Requirements: Could you quote the lines below word for word, with nothing changed or left out?

Records provided:
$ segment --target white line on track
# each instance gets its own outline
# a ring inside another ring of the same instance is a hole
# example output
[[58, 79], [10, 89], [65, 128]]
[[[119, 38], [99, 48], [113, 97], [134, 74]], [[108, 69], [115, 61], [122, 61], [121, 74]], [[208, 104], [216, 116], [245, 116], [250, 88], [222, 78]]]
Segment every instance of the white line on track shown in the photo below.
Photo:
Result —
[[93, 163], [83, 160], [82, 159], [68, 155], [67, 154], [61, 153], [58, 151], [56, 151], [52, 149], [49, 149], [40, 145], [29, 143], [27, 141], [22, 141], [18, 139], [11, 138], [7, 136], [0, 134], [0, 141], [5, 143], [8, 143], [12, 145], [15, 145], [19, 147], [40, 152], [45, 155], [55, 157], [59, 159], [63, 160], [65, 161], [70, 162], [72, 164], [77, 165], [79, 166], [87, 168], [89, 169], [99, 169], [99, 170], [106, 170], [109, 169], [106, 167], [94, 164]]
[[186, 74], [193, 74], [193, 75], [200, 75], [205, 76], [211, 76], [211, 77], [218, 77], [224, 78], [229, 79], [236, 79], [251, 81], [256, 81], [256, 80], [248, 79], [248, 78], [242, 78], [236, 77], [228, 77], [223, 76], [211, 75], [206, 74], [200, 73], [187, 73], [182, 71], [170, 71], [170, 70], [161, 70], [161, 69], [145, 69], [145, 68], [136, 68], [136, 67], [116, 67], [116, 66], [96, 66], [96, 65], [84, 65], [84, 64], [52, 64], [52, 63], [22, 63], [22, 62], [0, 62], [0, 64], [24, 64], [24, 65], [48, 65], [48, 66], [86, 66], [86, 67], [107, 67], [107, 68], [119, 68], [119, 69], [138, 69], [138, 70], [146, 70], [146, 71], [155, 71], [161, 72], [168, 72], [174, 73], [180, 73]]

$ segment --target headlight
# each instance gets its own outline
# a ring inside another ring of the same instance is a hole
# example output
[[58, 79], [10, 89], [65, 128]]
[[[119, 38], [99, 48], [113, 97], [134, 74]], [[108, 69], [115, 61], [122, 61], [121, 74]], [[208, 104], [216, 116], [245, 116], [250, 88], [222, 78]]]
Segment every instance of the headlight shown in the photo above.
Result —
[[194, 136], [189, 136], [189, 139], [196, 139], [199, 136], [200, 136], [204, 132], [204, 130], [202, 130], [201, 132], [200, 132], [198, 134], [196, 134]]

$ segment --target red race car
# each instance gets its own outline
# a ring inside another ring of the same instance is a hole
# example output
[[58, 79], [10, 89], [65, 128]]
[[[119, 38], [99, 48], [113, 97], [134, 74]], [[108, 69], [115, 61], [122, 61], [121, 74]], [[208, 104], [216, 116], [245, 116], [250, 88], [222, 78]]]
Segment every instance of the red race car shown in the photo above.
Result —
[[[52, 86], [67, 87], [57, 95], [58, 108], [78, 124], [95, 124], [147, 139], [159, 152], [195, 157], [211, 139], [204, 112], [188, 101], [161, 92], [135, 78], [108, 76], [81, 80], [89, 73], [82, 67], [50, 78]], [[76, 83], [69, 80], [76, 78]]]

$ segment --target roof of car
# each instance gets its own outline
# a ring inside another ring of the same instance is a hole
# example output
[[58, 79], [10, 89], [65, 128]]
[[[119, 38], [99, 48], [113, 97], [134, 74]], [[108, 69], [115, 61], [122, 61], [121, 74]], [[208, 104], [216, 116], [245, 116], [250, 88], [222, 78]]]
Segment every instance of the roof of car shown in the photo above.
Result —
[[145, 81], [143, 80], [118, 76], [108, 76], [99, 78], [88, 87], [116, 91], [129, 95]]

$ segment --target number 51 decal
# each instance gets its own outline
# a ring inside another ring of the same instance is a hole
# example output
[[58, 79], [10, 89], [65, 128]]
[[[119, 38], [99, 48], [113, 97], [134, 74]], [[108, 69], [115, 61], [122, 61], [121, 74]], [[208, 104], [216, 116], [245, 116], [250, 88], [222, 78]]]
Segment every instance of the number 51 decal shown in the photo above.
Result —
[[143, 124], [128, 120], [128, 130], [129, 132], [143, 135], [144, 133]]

Correct answer:
$ segment --target white line on track
# each instance gets its own outline
# a ring inside another ring of the same instance is a hole
# example output
[[58, 79], [10, 89], [65, 128]]
[[[119, 38], [99, 48], [113, 97], [134, 74]], [[108, 69], [115, 61], [122, 61], [121, 74]], [[208, 104], [216, 116], [245, 116], [250, 88], [222, 78]]]
Segment every instance of the white line on track shown in the photo below.
Photo:
Result —
[[93, 163], [83, 160], [82, 159], [68, 155], [67, 154], [61, 153], [58, 151], [56, 151], [52, 149], [49, 149], [40, 145], [29, 143], [27, 141], [22, 141], [18, 139], [11, 138], [7, 136], [0, 134], [0, 141], [5, 143], [8, 143], [12, 145], [15, 145], [19, 147], [40, 152], [45, 155], [55, 157], [59, 159], [63, 160], [65, 161], [70, 162], [72, 164], [77, 165], [79, 166], [87, 168], [89, 169], [99, 169], [99, 170], [106, 170], [109, 169], [106, 167], [94, 164]]
[[186, 74], [193, 74], [193, 75], [200, 75], [205, 76], [211, 76], [211, 77], [218, 77], [224, 78], [229, 79], [236, 79], [251, 81], [256, 81], [256, 80], [248, 79], [248, 78], [242, 78], [236, 77], [228, 77], [223, 76], [211, 75], [206, 74], [200, 73], [187, 73], [182, 71], [170, 71], [170, 70], [161, 70], [161, 69], [145, 69], [145, 68], [136, 68], [136, 67], [116, 67], [116, 66], [96, 66], [96, 65], [84, 65], [84, 64], [52, 64], [52, 63], [22, 63], [22, 62], [0, 62], [0, 64], [24, 64], [24, 65], [48, 65], [48, 66], [86, 66], [86, 67], [107, 67], [107, 68], [119, 68], [119, 69], [138, 69], [138, 70], [146, 70], [146, 71], [155, 71], [161, 72], [168, 72], [174, 73], [180, 73]]

$ segment --target headlight
# each instance gets its own outline
# a ring inside another ring of the same instance is a hole
# example output
[[58, 79], [10, 89], [65, 128]]
[[[119, 38], [99, 48], [113, 97], [134, 74]], [[108, 69], [115, 61], [122, 61], [121, 74]], [[208, 104], [216, 116], [245, 116], [250, 88], [222, 78]]]
Segment every instance of the headlight shown in the photo above.
Result —
[[194, 136], [189, 136], [189, 139], [196, 139], [199, 136], [200, 136], [204, 132], [204, 130], [202, 130], [201, 132], [200, 132], [198, 134], [196, 134]]

$ segment --target red race car
# each instance gets its own outline
# a ring inside another ring of the same instance is a hole
# example output
[[58, 79], [10, 89], [65, 128]]
[[[119, 38], [99, 48], [113, 97], [134, 74]], [[108, 69], [115, 61], [122, 61], [121, 74]], [[208, 104], [216, 116], [245, 116], [250, 88], [222, 78]]]
Segment every instance of the red race car shown in the photo above.
Result —
[[[52, 86], [67, 87], [57, 95], [58, 108], [78, 124], [95, 124], [147, 139], [159, 152], [195, 157], [211, 139], [204, 112], [188, 101], [161, 92], [135, 78], [108, 76], [81, 80], [89, 73], [82, 67], [50, 78]], [[76, 83], [69, 80], [76, 78]]]

$ segment --target roof of car
# each instance gets its own outline
# a ring inside another ring of the same instance is a hole
# example output
[[58, 79], [10, 89], [65, 128]]
[[[119, 38], [99, 48], [113, 97], [134, 74]], [[108, 69], [115, 61], [122, 61], [121, 74]], [[208, 104], [216, 116], [245, 116], [250, 88], [222, 78]]]
Segment every instance of the roof of car shown in the photo above.
Result —
[[145, 81], [143, 80], [118, 76], [108, 76], [99, 78], [88, 87], [116, 91], [129, 95]]

$ segment --target number 51 decal
# each instance gets its own outline
# a ring inside another ring of the same instance is a hole
# example output
[[58, 79], [10, 89], [65, 128]]
[[[119, 38], [99, 48], [113, 97], [134, 74]], [[108, 69], [115, 61], [122, 61], [121, 74]], [[208, 104], [216, 116], [245, 116], [250, 88], [222, 78]]]
Segment every instance of the number 51 decal shown in the photo above.
Result —
[[143, 124], [128, 120], [128, 130], [129, 132], [143, 135], [144, 133]]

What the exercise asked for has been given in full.